## ACTIVITY
Make an exact copy of every record that follows.

Region pointing data
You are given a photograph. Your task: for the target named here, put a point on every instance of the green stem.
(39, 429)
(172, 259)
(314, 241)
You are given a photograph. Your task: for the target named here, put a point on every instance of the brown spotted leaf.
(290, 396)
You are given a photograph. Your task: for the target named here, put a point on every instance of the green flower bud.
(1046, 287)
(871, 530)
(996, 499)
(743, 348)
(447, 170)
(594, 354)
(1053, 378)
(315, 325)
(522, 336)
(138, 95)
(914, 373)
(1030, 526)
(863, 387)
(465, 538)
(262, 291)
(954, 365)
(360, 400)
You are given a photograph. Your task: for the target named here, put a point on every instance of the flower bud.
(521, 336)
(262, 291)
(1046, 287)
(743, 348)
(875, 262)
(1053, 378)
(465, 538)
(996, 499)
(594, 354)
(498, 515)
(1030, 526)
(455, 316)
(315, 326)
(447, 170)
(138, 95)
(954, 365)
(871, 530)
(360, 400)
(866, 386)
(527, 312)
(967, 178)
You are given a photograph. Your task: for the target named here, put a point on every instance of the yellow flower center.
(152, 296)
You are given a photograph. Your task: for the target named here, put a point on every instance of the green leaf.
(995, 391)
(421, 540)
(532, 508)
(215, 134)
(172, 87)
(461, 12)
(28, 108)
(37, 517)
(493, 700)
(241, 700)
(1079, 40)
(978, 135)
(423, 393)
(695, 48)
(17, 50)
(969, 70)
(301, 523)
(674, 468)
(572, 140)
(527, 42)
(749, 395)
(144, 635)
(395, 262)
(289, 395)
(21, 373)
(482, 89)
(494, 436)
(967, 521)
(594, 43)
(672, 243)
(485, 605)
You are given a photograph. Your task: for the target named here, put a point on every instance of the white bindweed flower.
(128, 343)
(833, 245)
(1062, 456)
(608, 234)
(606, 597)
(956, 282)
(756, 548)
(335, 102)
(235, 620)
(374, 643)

## THE ANSWER
You are given a photograph. Your task: for the target named here, put a point on every instance of the green stem.
(39, 429)
(172, 259)
(314, 241)
You are given a photograph. Your task: for the target named here, put a point on every instance of the brown spotted leaf.
(290, 396)
You are given a photograph. Your task: for the target named here, put a point on every instance of the green flower bud.
(1046, 287)
(871, 530)
(996, 499)
(743, 348)
(447, 170)
(594, 354)
(1053, 378)
(315, 325)
(522, 336)
(138, 95)
(914, 373)
(1030, 526)
(863, 387)
(465, 538)
(262, 291)
(954, 365)
(360, 400)
You are given a photograph. Your task: for the target named here, put a point on every instance of the flower bud.
(521, 336)
(262, 291)
(1046, 287)
(743, 348)
(875, 262)
(1053, 378)
(465, 538)
(996, 499)
(594, 354)
(498, 515)
(1030, 526)
(455, 316)
(315, 326)
(447, 170)
(138, 95)
(954, 365)
(871, 530)
(360, 400)
(866, 386)
(527, 312)
(967, 178)
You are given a photograph. Your task: for the target named here, put a point on every instance of the yellow flower center.
(152, 296)
You are given a photograph. Your task: for the target named here, put a point on every instance of the green leaf.
(995, 391)
(421, 540)
(532, 508)
(215, 134)
(172, 87)
(461, 12)
(28, 108)
(37, 517)
(493, 700)
(241, 700)
(1079, 40)
(978, 135)
(423, 393)
(695, 48)
(17, 50)
(969, 70)
(301, 523)
(674, 468)
(572, 140)
(527, 42)
(749, 395)
(144, 635)
(395, 262)
(289, 395)
(21, 373)
(482, 89)
(494, 436)
(967, 521)
(594, 43)
(672, 243)
(485, 605)
You are given a photograph. Your task: for the target named here, put a point on every instance of the white bindweed flower.
(128, 343)
(833, 245)
(1062, 456)
(608, 234)
(606, 597)
(956, 282)
(756, 548)
(335, 102)
(235, 620)
(374, 643)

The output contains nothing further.